Set exercise
Rewrite the rows from the line with "Where can the bird's" up to and including the line with "Target: bird's neck", putting "head" in place of "neck" and keeping all else unchanged.

Data provided

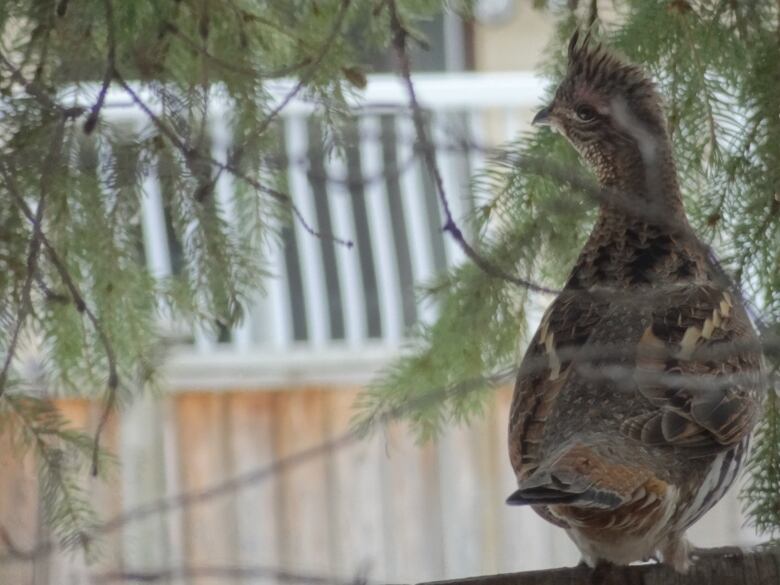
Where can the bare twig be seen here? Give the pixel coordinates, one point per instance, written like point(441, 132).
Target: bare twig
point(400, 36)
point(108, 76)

==

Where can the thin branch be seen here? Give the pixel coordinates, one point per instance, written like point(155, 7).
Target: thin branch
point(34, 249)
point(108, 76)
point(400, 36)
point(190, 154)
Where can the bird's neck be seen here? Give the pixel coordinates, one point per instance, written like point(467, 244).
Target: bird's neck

Answer to the problem
Where can the bird's head be seen here? Give the pixel coordinates, one point per instance, written like point(467, 244).
Target: bird's head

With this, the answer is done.